» Input material:

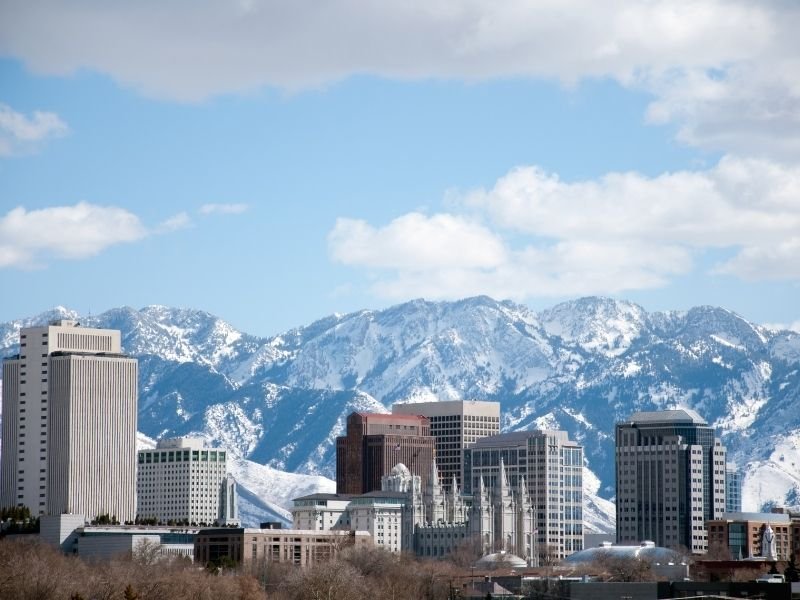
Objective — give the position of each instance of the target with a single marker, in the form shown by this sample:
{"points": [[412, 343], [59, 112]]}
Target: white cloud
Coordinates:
{"points": [[725, 71], [533, 234], [177, 221], [19, 133], [225, 209], [415, 242], [29, 238]]}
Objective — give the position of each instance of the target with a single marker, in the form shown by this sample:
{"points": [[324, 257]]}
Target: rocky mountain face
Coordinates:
{"points": [[580, 366]]}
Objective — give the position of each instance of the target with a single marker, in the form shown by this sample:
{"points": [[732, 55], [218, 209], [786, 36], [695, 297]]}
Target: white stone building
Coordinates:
{"points": [[549, 467], [69, 423], [321, 512], [183, 481]]}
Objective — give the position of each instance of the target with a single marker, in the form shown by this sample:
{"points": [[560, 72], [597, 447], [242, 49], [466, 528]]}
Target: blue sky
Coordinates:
{"points": [[273, 165]]}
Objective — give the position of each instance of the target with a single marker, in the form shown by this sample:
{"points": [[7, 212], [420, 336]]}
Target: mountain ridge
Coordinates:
{"points": [[579, 365]]}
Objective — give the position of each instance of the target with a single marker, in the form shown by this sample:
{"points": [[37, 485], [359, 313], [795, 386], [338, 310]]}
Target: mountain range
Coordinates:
{"points": [[278, 403]]}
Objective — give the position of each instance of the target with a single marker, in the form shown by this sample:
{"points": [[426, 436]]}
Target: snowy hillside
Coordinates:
{"points": [[579, 366]]}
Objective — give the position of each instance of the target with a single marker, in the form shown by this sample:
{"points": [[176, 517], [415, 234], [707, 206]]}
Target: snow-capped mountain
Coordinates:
{"points": [[579, 366]]}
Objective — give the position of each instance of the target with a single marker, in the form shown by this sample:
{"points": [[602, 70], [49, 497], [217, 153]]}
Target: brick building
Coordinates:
{"points": [[375, 443]]}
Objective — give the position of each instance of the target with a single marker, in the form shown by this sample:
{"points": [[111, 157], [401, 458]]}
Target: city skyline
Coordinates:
{"points": [[341, 161]]}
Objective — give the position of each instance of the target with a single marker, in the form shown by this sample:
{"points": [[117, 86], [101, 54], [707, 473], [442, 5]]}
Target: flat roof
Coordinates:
{"points": [[322, 496], [681, 415], [762, 517]]}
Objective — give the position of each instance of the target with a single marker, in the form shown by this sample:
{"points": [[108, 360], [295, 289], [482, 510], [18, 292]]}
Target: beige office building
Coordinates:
{"points": [[182, 480], [454, 425], [69, 423]]}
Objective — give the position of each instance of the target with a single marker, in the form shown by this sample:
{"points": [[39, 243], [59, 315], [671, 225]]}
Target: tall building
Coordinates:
{"points": [[69, 423], [733, 488], [670, 479], [375, 443], [454, 425], [550, 466], [183, 481]]}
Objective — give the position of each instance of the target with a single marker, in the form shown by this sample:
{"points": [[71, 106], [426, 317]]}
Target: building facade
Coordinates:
{"points": [[454, 425], [733, 488], [255, 546], [548, 467], [183, 481], [670, 479], [374, 443], [738, 535], [69, 423]]}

» About this task:
Find the word "building" in the entries, and copy every line it shows up in.

» Reply:
Target: white stone building
Target: brick building
Target: beige office building
Target: tall building
Target: building facade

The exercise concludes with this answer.